* _Assigned task_
Make an exact copy of the entries below with the pictures removed.

* _Data extract_
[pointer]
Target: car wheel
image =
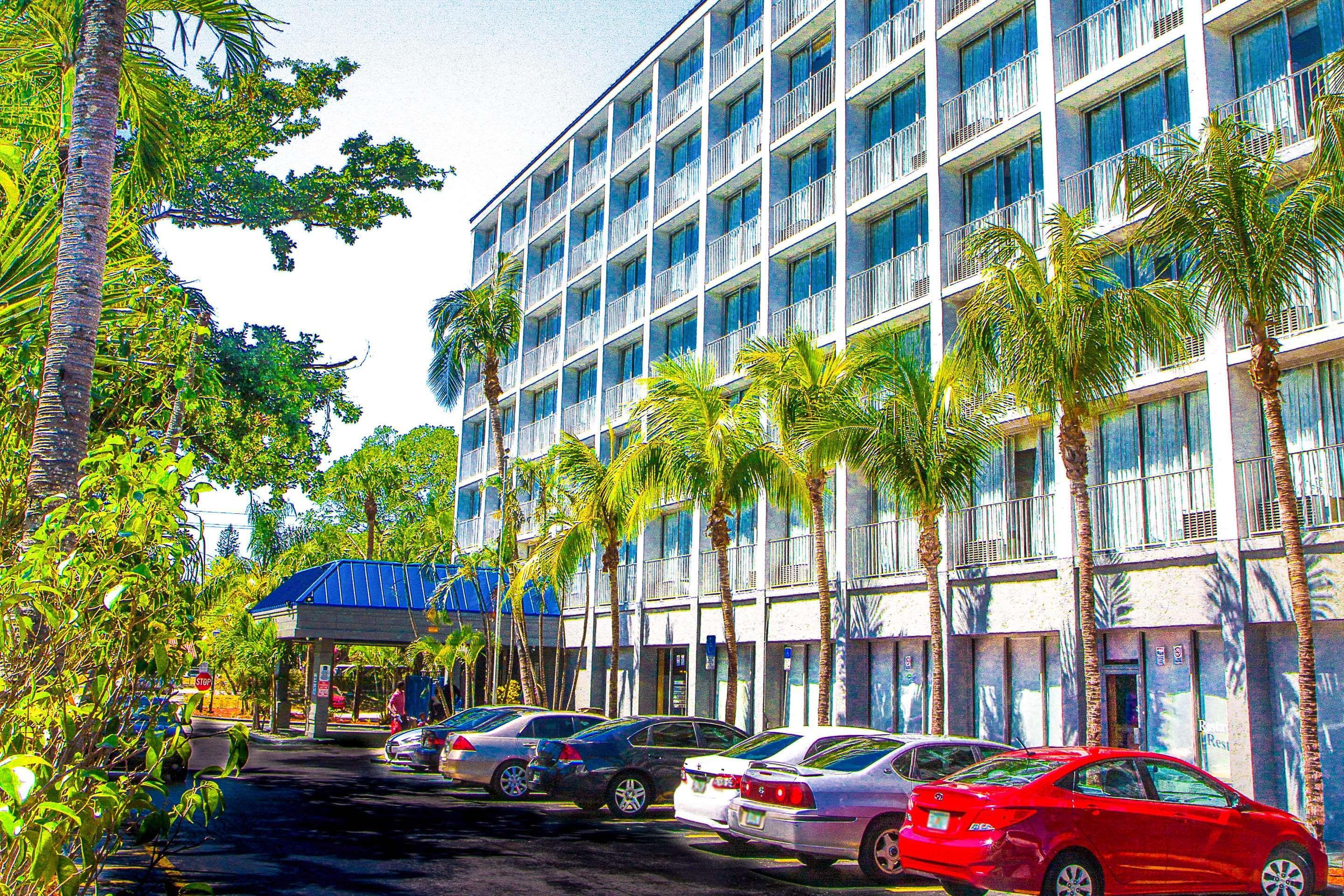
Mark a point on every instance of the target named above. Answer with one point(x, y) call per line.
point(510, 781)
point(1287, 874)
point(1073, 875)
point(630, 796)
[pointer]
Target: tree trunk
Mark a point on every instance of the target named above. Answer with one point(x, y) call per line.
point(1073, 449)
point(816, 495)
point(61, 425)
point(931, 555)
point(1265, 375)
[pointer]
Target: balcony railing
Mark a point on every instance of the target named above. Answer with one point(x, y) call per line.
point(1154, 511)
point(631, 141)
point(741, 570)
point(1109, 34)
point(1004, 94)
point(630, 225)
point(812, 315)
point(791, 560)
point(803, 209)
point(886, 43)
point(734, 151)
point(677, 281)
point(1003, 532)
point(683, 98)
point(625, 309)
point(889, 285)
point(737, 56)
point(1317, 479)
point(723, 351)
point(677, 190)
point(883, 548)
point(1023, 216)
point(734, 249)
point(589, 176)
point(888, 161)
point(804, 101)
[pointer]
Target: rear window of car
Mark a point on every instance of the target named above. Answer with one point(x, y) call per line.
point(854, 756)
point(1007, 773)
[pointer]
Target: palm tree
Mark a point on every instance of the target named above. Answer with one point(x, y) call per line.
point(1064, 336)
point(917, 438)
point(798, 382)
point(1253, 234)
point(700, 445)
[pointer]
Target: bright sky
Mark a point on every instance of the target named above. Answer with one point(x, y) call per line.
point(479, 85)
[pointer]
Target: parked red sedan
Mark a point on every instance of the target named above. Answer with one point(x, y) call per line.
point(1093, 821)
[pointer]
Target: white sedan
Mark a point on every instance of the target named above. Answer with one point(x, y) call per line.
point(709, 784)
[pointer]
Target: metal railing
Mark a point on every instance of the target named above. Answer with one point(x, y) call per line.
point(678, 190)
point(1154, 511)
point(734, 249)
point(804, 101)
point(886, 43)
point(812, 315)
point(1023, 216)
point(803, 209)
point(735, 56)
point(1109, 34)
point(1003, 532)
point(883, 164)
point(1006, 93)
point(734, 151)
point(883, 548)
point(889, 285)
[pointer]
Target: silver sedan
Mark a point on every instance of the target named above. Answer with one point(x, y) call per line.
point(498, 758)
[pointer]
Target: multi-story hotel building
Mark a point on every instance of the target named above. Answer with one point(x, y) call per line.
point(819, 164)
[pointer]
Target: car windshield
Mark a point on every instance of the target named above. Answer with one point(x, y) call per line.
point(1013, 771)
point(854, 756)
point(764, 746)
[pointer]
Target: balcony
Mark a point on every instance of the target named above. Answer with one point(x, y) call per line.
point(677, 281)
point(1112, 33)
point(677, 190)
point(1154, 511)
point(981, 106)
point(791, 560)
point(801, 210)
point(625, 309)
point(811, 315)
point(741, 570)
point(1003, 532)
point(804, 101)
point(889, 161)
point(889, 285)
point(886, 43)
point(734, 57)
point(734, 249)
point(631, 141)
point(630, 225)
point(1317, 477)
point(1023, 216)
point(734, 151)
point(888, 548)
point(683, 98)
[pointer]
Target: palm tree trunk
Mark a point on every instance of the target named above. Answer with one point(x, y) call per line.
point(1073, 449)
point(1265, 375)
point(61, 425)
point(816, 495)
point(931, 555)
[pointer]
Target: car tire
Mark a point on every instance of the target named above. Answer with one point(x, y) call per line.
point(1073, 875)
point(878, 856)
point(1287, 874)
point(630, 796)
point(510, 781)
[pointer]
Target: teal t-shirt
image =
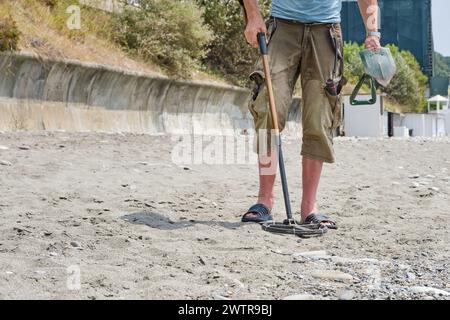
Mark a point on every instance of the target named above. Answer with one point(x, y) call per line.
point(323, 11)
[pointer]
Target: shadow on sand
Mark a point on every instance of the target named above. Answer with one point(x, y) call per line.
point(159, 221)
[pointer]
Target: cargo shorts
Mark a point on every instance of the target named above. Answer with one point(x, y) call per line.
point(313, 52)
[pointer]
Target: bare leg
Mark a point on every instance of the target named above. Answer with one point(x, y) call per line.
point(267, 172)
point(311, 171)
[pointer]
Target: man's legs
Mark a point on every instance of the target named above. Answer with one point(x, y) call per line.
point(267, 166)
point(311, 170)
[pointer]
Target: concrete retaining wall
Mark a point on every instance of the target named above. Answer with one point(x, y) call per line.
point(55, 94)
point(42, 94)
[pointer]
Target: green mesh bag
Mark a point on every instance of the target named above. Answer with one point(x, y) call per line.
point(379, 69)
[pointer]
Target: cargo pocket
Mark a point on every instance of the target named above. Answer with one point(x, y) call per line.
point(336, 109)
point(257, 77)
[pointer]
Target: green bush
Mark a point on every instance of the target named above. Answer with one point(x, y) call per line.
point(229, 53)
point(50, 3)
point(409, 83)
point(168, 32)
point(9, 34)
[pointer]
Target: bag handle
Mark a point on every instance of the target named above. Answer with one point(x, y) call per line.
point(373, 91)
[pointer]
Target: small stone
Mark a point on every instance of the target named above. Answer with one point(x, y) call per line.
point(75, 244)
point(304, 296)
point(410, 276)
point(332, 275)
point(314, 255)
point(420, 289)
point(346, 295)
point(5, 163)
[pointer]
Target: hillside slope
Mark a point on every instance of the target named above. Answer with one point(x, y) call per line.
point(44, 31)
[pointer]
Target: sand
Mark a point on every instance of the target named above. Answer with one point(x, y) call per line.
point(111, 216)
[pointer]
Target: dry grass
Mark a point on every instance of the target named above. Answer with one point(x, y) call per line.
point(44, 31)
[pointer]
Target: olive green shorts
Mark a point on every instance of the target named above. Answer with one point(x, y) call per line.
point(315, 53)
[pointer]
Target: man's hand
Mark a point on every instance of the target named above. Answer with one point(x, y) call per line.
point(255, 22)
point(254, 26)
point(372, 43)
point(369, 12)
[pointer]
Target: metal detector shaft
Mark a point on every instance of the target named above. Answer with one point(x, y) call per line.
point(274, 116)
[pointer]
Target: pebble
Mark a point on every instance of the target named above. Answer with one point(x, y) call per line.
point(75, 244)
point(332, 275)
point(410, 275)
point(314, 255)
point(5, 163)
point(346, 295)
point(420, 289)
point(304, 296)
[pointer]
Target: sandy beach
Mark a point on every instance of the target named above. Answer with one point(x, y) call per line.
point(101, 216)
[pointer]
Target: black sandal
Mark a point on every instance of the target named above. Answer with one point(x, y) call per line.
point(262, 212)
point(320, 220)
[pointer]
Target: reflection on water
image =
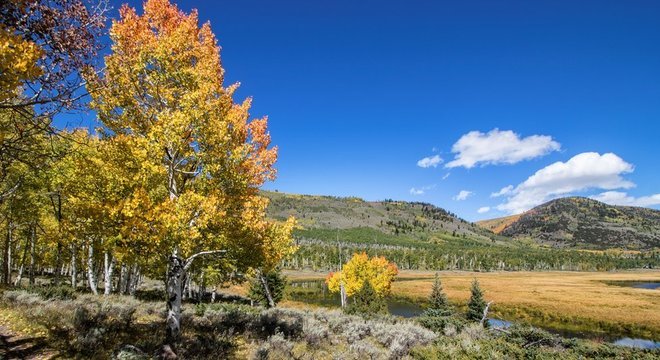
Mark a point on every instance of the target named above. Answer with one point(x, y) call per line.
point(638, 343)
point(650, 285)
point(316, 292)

* _The completed task_
[pointer]
Target: car wheel
image =
Mark a point on every instance of the target named above. Answer with one point(x, y) call per line.
point(510, 781)
point(1287, 874)
point(1073, 875)
point(630, 796)
[pointer]
Target: tree trunk
Mark a point on every instance of the target named above. Answer with one point(x, y) call per line.
point(1073, 449)
point(816, 495)
point(61, 425)
point(931, 555)
point(1265, 375)
[pointer]
Target: balcony railing
Mark a point on every instance of the target named above. Answer with one point(x, y) call per line.
point(1154, 511)
point(631, 141)
point(741, 570)
point(1109, 34)
point(1004, 94)
point(630, 225)
point(812, 315)
point(791, 560)
point(803, 209)
point(886, 43)
point(734, 151)
point(677, 281)
point(1003, 532)
point(683, 98)
point(625, 309)
point(889, 285)
point(737, 56)
point(1317, 479)
point(723, 351)
point(677, 190)
point(883, 548)
point(1023, 216)
point(734, 249)
point(589, 176)
point(888, 161)
point(804, 101)
[pointer]
Target: rear window of car
Mark a point on every instance of the target named above. Answer with one point(x, y) call per line.
point(854, 756)
point(1007, 773)
[pointer]
Target: palm tree
Mark a point on every instance of the target named above. Answer with one point(x, y) call per line.
point(1064, 336)
point(917, 438)
point(798, 382)
point(1253, 234)
point(700, 445)
[pointer]
Target: bright sky
Mark a point on every instance of the target named above. Answer with one point(x, y) call per line.
point(479, 85)
[pointer]
Target: parked red sedan
Mark a point on every instance of the target named above. Answer with one point(x, y) call per line.
point(1093, 821)
[pointer]
Target: white sedan
Mark a point on every instance of the target named above. Answer with one point(x, y) call per line.
point(709, 784)
[pointer]
Target: metal railing
Mark a point on every instance of the target named above. Answer with one point(x, y) call per line.
point(678, 190)
point(1154, 511)
point(734, 249)
point(804, 101)
point(886, 43)
point(812, 315)
point(1023, 216)
point(803, 209)
point(735, 56)
point(1109, 34)
point(1003, 532)
point(883, 164)
point(1006, 93)
point(734, 151)
point(883, 548)
point(889, 285)
[pointer]
Target: silver sedan
Mark a point on every instance of the target named above. Answer with one point(x, y) call per line.
point(498, 758)
[pointer]
Target: multi-story hotel building
Mark a point on every instance of the target named above. Answer with one point(x, y) call per line.
point(819, 164)
[pointer]
Target: car windshield
Mark a point on every instance of the target named above. Answer with one point(x, y) call per line.
point(1013, 771)
point(854, 756)
point(764, 746)
[pointer]
Target: balcony
Mark a point on every instance of the target named above. Answer with one point(x, y) call per line.
point(677, 281)
point(1112, 33)
point(677, 190)
point(1154, 511)
point(981, 106)
point(791, 560)
point(801, 210)
point(625, 309)
point(811, 315)
point(741, 570)
point(1003, 532)
point(804, 101)
point(889, 161)
point(889, 285)
point(886, 43)
point(734, 57)
point(734, 249)
point(631, 141)
point(630, 225)
point(1317, 477)
point(1023, 216)
point(734, 151)
point(888, 548)
point(683, 98)
[pointer]
Target: palm tree trunk
Mark a point on every instance of the target named above. Answer with one point(x, y) call per line.
point(1073, 449)
point(1265, 375)
point(61, 425)
point(816, 495)
point(931, 555)
[pointer]
Target: car tire
Mark a point on every instance of the target named above. Answer with one point(x, y) call per line.
point(1073, 875)
point(878, 856)
point(1287, 874)
point(630, 796)
point(510, 781)
[pointer]
Target: teal t-shirt
image =
Mark a point on every instance of the target named above. Answer with one point(x, y) call per line.
point(323, 11)
[pointer]
Target: shadow on sand
Mark a point on every instance of the target named above. Answer with one point(x, y) call per line.
point(159, 221)
[pointer]
Target: cargo shorts
Mark a point on every instance of the target named above. Answer with one point(x, y) call per line.
point(313, 52)
[pointer]
Target: bare leg
Mark a point on every instance of the target named above. Answer with one point(x, y) call per line.
point(267, 172)
point(311, 171)
[pointer]
Target: man's legs
Mark a point on every instance of the target named above. Answer with one point(x, y) call per line.
point(267, 166)
point(311, 170)
[pointer]
Target: concrete retaining wall
Mark a point on every instance of the target named above. Answer with one point(x, y) call per line.
point(55, 94)
point(42, 94)
[pointer]
Target: green mesh bag
Mark a point on every instance of the target named above. Answer with one point(x, y) call per line.
point(379, 69)
[pointer]
Target: cargo pocket
Mark a point on every instance of the target named above. Answer with one point(x, y) call per line.
point(336, 109)
point(257, 77)
[pointer]
Target: green bush
Mark a point on every instance of the target named above. Answer with one point(x, y) call per line.
point(229, 53)
point(50, 3)
point(409, 83)
point(168, 32)
point(9, 34)
[pointer]
Target: bag handle
Mark a point on every instance of the target named above. Answer with one point(x, y) call per line.
point(373, 91)
[pointer]
Target: small stone
Mark a point on every instance of the target named above. Answer with one point(x, y) call per line.
point(75, 244)
point(304, 296)
point(410, 276)
point(332, 275)
point(314, 255)
point(420, 289)
point(346, 295)
point(5, 163)
[pointer]
Target: hillside slope
Mark a point on every instance of the target named above. Answer with one point(x, y) call per line.
point(44, 31)
[pointer]
Target: sand
Mark a point on every instance of the target named above. Answer with one point(x, y) call per line.
point(111, 216)
[pointer]
Target: dry grass
Mark a point on every instance of the target named above. Answer with one point(x, y) call per line.
point(44, 31)
[pointer]
Target: olive green shorts
Mark a point on every instance of the target named above. Answer with one point(x, y) call per line.
point(315, 53)
[pointer]
Target: man's hand
Mark a point on every instance of the target named above. Answer with one point(x, y) call per line.
point(255, 22)
point(254, 26)
point(372, 43)
point(369, 12)
[pointer]
Target: metal detector shaft
Mark a point on every instance of the target named above. Answer with one point(x, y) call per line.
point(274, 116)
[pointer]
Target: pebble
Mark a point on every instance of the target named above. Answer with one point(x, y) call per line.
point(75, 244)
point(332, 275)
point(410, 275)
point(314, 255)
point(5, 163)
point(346, 295)
point(420, 289)
point(304, 296)
[pointer]
Target: sandy beach
Mark a point on every instance of the target named above. Answer with one point(x, y) call per line.
point(101, 216)
[pointer]
Target: black sandal
Mark a point on every instance of the target named above. Answer with one point(x, y) call per line.
point(262, 212)
point(320, 220)
[pointer]
Target: reflection on water
image =
Mark a point on every instance of the target named above. Answer with one point(x, y) call per line.
point(638, 343)
point(650, 285)
point(316, 292)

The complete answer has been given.